Pick up the text on the risk of civil war in Britain after its final sentence and carry it forward.

##### Text block #####

Photo: AP
The idea of a civil war has traditionally referred to an internal conflict where one armed group seeks to wrestle power from the state. While some may brush this aside by suggesting a civil war is not something that the British do, we should not be so complacent, notes ‘UnHerd’.
Remember, after all, that alongside the American version, the English civil war between 1642-51 remains one of the most instructive. As a result of this very British version of civic slaughter, the modern theory of sovereignty appeared in Thomas Hobbes’s Leviathan. Not only did it put forward the now-familiar mantra that there is no politics without security and no security without the state, it also set in place the fundamental understanding — later picked up by Max Weber — that only the state can engage in legitimate violence.
“While some may brush this aside by suggesting a civil war is not something that the British do, we should not be so complacent.”
What marks a civil war from this perspective is a contesting of that very monopoly and the state’s right to use force for the preservation of order. That the police forces who appear on the front lines often become the first targets is not then incidental. But where is the line that needs to be crossed so that civil tensions become a war?
The UK political landscape is notably a world away from how it looked in the early Nineties, divided as we have become by all the social media tensions that, as recent days have shown, actually makes violence easier to provoke by non-uniformed and misinforming online generals. This has been matched by the Americanisation of our political system, where performativity — including the performativity of violence and outrage — has replaced substance and where the complex lines of identity and ethnicity have been reduced to crass caricatures based on neat categories of race, sex, gender and whatever other category we care to impose.
Unlike in Britain, the idea of a possible civil war there has been part of mainstream discussion in America for some time now. Indeed, what marked out Alex Garland’s compelling film Civil War was precisely its plausibility. Garland revealed one of the truisms of a civil war, where its experience is never universally shared. A civil war has never meant that every street is a battlefield. The violence is always concentrated. Witnessing the streets ablaze in Belfast at the weekend should remind us of this. That city, which for many impartial observers looked on the precipice of a civil war for a number of decades, was also liveable even as the ethnic divisions required the physical construction of walls. Belfast also shows how the lines of ethnic divisions are never static but take on new forms.

##### Dataset records #####

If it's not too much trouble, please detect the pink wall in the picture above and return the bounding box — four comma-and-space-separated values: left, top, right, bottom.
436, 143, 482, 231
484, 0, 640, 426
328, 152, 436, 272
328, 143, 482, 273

#####

§ Answer section:
Photo: AP
A staple explanation in studies of global conflicts since the mid-Nineties has been the idea that poverty is the greatest single cause for violence. Indeed, the edict that underdevelopment was dangerous has been advanced by every single international organisation and humanitarian group tasked with mitigating conflict and violence. Certainly, areas of Britain are desperately poor at the moment. And they have been suffering from the fallouts of years of austerity, the impact of Brexit and the costs of the Covid lockdown. That the anger is spilling out from those areas is cause enough for deeper reflection. But we should not fall into the trap of reducing everything to a question of economy.
Thankfully, Britain is not an armed society, and its violence is mostly contained. But that shouldn’t mean that can’t change. Across the world, civil wars have been raging in the name of revitalised ethnic divisions, which have only required a single spark to set entire societies and nations ablaze. Britain is contending with these forces, and they could become much worse. It would be foolish to believe that we are too civilised to ever let that happen. The potential for civil war is written into the DNA of all ethnic conflicts — and, like a sleeping demon, once its fires are lit there’s no knowing where it will spread.